Entries provided »
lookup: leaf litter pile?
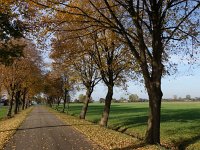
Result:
[49,109,160,150]
[0,108,32,149]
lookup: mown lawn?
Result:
[0,106,8,120]
[53,102,200,149]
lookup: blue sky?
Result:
[87,56,200,100]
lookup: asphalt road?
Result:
[4,106,100,150]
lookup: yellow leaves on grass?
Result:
[49,108,140,149]
[0,108,32,149]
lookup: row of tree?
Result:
[0,1,42,117]
[5,0,200,144]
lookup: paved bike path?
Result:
[4,106,100,150]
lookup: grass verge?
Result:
[0,107,32,149]
[49,108,161,150]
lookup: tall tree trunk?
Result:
[22,88,27,110]
[79,87,92,119]
[99,85,113,126]
[7,91,15,117]
[14,91,21,114]
[62,88,67,113]
[145,62,163,144]
[56,98,60,110]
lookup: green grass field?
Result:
[54,102,200,149]
[0,106,8,120]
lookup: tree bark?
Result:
[144,62,163,144]
[14,91,21,114]
[99,85,113,126]
[79,87,92,119]
[22,88,27,110]
[7,91,15,117]
[62,88,67,113]
[145,83,162,144]
[56,98,60,110]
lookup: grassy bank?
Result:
[0,107,32,149]
[0,106,8,120]
[53,102,200,149]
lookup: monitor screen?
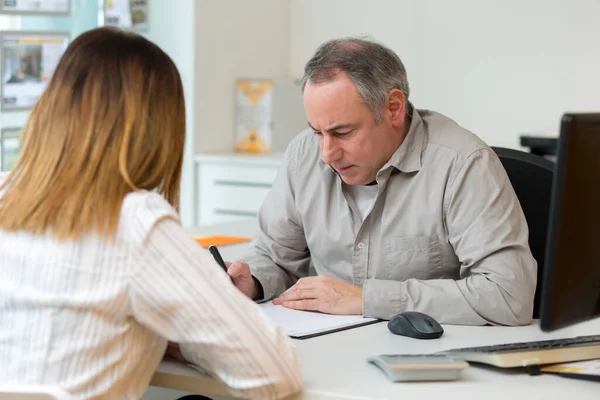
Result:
[539,113,600,331]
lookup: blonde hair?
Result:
[0,28,185,239]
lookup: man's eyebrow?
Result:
[306,121,354,132]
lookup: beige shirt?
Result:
[0,180,302,400]
[244,110,537,325]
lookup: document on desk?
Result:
[260,301,381,339]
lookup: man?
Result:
[228,39,537,325]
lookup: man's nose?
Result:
[321,135,340,164]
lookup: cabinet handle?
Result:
[214,179,272,189]
[214,208,258,217]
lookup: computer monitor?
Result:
[540,113,600,331]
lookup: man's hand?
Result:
[273,275,362,315]
[225,262,263,300]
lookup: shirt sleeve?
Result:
[130,206,301,399]
[241,140,310,301]
[363,149,537,325]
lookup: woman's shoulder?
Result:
[119,191,179,243]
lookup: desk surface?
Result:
[151,220,600,400]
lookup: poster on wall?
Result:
[235,79,274,153]
[101,0,148,31]
[0,31,69,111]
[0,128,21,172]
[0,0,71,15]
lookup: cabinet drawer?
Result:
[197,163,278,225]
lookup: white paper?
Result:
[104,0,133,28]
[103,0,148,30]
[0,0,69,14]
[260,301,376,338]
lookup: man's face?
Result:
[304,73,404,185]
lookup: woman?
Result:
[0,28,301,399]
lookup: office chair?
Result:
[0,385,74,400]
[492,147,554,318]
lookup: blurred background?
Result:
[0,0,600,231]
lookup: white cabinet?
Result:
[195,153,283,225]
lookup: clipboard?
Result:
[260,301,382,339]
[540,359,600,382]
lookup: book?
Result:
[192,235,252,248]
[260,301,381,339]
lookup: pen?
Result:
[208,245,233,281]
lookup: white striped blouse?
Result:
[0,182,301,399]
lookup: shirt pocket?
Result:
[384,235,442,281]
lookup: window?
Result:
[0,14,21,31]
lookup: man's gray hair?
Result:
[301,38,410,122]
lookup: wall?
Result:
[0,0,98,137]
[290,0,600,147]
[195,0,290,153]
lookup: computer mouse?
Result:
[388,311,444,339]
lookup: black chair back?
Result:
[492,147,554,318]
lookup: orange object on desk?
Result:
[192,235,252,248]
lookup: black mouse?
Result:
[388,311,444,339]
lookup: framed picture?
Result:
[0,0,71,15]
[0,29,69,111]
[0,128,21,172]
[99,0,148,31]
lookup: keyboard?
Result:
[437,335,600,368]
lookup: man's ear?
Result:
[386,89,406,127]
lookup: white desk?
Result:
[151,223,600,400]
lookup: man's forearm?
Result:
[363,275,532,325]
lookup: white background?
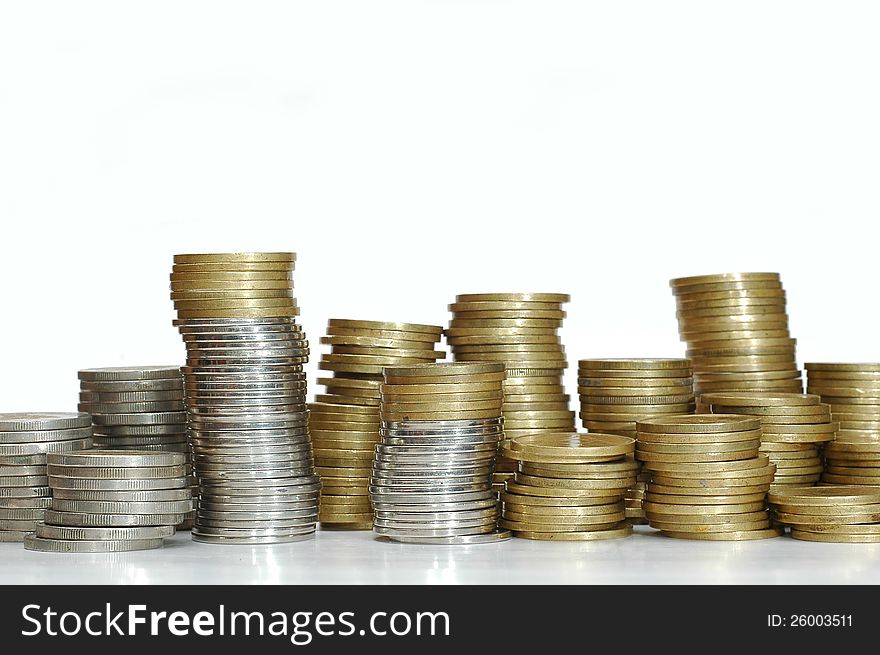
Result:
[0,0,880,411]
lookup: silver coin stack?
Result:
[171,253,320,544]
[24,450,186,553]
[370,362,510,544]
[78,366,198,530]
[0,412,92,542]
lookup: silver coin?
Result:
[0,426,92,444]
[79,377,183,393]
[0,476,49,488]
[24,536,165,553]
[35,522,174,541]
[77,366,180,382]
[52,498,192,522]
[387,530,512,546]
[76,399,183,420]
[0,412,92,432]
[49,450,186,468]
[49,475,189,491]
[52,488,192,503]
[92,411,186,426]
[45,509,186,528]
[0,438,92,456]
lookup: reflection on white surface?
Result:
[0,528,880,584]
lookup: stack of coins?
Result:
[24,450,192,553]
[769,485,880,543]
[670,273,803,395]
[370,363,510,544]
[309,318,446,530]
[0,412,92,542]
[446,293,574,490]
[699,391,837,489]
[78,366,198,529]
[171,253,320,544]
[805,363,880,485]
[501,433,638,541]
[578,359,695,524]
[636,414,782,541]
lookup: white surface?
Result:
[0,528,880,584]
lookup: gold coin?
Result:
[638,414,761,434]
[455,293,571,303]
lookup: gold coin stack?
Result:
[636,414,782,541]
[171,252,320,545]
[768,485,880,543]
[501,432,638,541]
[309,318,449,530]
[578,359,695,524]
[670,273,803,395]
[806,364,880,486]
[446,293,574,491]
[370,362,510,544]
[697,391,837,489]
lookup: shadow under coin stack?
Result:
[171,253,320,544]
[0,412,92,542]
[78,366,199,530]
[501,433,638,541]
[670,273,803,396]
[699,391,837,489]
[24,450,192,553]
[446,293,574,491]
[769,485,880,543]
[805,364,880,486]
[578,359,695,524]
[370,363,510,544]
[636,414,782,541]
[309,319,446,530]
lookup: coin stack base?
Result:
[636,414,782,541]
[309,319,445,530]
[670,273,803,395]
[370,363,510,545]
[500,432,638,541]
[578,359,695,525]
[0,412,92,542]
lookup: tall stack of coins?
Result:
[309,318,446,530]
[446,293,574,490]
[171,253,320,544]
[0,412,92,542]
[699,391,837,489]
[24,450,192,553]
[578,359,695,523]
[501,433,638,541]
[636,414,782,541]
[805,363,880,485]
[670,273,803,395]
[370,363,510,544]
[78,366,198,528]
[769,486,880,543]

Given exercise » Take the part of the data that opens with the line containing "lookup: monitor screen?" and closes with the line containing "[0,28,301,399]", both ends included. Give it again with "cabinet" swapped for "cupboard" and everything else unchanged, leaving out the pictures.

Output for this task »
lookup: monitor screen?
Result:
[539,113,600,331]
lookup: blonde hair?
Result:
[0,28,185,239]
lookup: man's eyebrow?
Result:
[306,121,354,132]
lookup: beige shirt?
Result:
[0,180,302,400]
[244,110,537,325]
lookup: document on desk?
Result:
[260,301,381,339]
lookup: man?
Result:
[228,39,537,325]
lookup: man's nose?
Result:
[321,135,340,164]
lookup: cupboard handle?
Result:
[214,179,272,189]
[214,208,258,217]
lookup: computer monitor?
Result:
[540,113,600,331]
lookup: man's hand?
Result:
[273,275,362,315]
[225,262,263,300]
lookup: shirt sleeve?
Result:
[130,206,301,399]
[241,140,310,301]
[363,149,537,325]
lookup: woman's shoulder?
Result:
[119,191,179,243]
lookup: desk surface?
Result:
[151,220,600,400]
lookup: poster on wall?
Result:
[235,79,274,153]
[101,0,148,31]
[0,31,69,111]
[0,128,21,172]
[0,0,71,15]
lookup: cupboard drawer?
Result:
[197,163,278,225]
lookup: white paper?
Result:
[104,0,133,28]
[103,0,148,30]
[0,0,69,14]
[260,301,376,338]
lookup: man's face?
Result:
[304,73,404,185]
lookup: woman?
Result:
[0,28,301,399]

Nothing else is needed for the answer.